--- Material provided ---
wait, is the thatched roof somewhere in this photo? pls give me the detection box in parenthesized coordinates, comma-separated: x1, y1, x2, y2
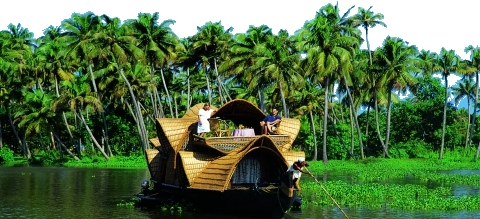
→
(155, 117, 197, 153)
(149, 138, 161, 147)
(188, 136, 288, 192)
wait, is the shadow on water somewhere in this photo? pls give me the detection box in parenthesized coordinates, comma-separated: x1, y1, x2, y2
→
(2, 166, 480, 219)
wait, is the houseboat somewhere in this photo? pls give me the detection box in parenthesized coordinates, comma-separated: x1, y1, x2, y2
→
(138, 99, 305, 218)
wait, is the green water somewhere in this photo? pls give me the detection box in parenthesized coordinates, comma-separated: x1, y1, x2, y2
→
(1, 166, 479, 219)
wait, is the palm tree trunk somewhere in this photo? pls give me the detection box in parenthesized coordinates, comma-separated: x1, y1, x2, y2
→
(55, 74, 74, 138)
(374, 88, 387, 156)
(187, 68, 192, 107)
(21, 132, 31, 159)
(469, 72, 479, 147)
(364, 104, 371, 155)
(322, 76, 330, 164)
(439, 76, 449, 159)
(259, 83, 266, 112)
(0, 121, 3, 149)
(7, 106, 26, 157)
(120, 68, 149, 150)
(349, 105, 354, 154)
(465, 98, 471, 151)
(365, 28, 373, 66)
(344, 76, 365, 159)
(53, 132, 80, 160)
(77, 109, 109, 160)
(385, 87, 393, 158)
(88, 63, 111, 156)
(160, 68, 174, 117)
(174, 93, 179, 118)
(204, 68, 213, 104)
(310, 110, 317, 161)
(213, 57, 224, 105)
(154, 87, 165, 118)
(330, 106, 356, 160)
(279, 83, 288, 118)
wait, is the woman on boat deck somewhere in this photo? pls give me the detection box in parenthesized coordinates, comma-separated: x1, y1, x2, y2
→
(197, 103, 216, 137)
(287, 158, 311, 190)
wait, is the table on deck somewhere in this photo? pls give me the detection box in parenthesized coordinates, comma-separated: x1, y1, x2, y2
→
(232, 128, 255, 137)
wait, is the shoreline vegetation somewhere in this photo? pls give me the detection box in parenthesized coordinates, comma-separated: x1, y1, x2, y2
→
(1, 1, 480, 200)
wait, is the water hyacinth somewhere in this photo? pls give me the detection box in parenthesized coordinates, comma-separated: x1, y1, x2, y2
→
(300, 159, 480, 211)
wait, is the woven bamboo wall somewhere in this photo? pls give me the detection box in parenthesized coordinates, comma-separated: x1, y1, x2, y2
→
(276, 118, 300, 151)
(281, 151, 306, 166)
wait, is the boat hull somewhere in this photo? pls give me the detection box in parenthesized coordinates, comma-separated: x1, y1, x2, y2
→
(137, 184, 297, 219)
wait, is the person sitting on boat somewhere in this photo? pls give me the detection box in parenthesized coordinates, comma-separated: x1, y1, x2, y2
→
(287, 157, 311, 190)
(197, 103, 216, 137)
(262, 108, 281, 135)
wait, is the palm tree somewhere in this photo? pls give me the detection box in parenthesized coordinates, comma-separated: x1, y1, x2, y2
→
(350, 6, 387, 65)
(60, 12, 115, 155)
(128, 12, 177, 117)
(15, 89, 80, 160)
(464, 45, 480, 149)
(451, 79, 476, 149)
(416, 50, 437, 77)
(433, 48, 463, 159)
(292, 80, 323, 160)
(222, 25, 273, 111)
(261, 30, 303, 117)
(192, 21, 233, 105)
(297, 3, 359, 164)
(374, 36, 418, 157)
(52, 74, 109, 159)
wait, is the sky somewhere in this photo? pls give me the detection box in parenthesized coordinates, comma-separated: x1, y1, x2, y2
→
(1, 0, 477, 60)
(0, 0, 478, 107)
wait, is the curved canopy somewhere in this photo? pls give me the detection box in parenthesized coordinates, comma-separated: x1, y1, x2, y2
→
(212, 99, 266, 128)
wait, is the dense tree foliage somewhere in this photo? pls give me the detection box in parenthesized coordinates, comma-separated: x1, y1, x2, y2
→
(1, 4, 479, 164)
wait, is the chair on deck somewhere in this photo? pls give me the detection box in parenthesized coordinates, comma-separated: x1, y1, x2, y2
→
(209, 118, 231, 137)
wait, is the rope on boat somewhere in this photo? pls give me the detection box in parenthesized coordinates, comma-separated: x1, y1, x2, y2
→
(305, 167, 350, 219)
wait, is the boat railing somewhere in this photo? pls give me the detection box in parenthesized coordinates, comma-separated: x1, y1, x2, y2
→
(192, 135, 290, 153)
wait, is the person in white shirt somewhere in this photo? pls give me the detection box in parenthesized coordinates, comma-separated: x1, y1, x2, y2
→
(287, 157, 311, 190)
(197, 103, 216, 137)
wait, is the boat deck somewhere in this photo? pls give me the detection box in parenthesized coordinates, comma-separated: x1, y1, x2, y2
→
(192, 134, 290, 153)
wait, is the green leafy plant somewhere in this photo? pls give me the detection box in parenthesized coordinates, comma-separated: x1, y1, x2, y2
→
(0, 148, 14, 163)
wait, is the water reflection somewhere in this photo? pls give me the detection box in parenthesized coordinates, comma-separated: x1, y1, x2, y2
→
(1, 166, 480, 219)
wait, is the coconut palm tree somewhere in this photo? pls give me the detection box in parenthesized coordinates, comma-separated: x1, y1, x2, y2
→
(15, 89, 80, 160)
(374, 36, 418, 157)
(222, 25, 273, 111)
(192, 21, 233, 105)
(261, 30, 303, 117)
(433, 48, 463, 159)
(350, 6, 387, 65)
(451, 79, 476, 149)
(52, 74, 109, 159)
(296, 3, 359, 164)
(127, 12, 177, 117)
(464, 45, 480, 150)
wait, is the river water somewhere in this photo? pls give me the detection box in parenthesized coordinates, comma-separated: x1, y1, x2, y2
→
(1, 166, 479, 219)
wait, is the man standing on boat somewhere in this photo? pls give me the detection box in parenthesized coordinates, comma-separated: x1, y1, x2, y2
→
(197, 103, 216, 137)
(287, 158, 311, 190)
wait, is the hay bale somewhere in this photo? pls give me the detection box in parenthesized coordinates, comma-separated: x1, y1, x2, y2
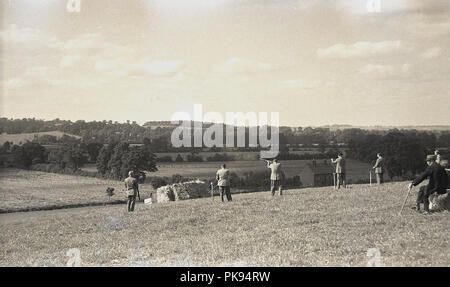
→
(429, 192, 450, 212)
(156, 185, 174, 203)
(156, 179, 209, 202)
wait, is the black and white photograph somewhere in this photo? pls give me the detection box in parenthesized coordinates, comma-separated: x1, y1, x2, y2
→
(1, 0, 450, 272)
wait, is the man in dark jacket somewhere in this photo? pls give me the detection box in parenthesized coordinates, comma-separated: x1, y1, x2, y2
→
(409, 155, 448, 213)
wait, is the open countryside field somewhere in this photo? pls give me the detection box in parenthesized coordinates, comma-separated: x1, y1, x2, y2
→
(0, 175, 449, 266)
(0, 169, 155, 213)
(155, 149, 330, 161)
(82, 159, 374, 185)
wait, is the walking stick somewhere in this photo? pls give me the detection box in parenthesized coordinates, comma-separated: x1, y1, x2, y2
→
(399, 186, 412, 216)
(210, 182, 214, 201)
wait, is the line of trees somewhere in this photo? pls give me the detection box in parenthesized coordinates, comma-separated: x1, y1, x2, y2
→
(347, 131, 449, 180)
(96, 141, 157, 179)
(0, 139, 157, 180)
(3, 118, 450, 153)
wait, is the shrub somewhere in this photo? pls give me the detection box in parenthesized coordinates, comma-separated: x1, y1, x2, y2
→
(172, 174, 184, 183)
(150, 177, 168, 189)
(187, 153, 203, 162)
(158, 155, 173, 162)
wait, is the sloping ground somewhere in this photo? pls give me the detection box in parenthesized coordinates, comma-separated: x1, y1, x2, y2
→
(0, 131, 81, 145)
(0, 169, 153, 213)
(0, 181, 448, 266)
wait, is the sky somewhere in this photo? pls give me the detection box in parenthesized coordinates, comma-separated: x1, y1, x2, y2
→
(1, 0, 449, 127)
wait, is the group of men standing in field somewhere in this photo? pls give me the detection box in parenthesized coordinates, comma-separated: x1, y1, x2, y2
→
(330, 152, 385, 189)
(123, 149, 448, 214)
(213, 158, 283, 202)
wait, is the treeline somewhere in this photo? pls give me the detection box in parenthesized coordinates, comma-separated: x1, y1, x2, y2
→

--- Exercise ---
Go through the listing above and return every line where the word "green" occurs.

--- Response area ---
wait, is the green water somewhere in this photo? pls give me the detection box in parenthesized coordinates, comma-separated: x1, y1, x2, y2
wait, is the green leafy plant somewhere in this photo? pls give me the detection box in parenthesized coordinates, comma-separated: x1, y1, x2, y2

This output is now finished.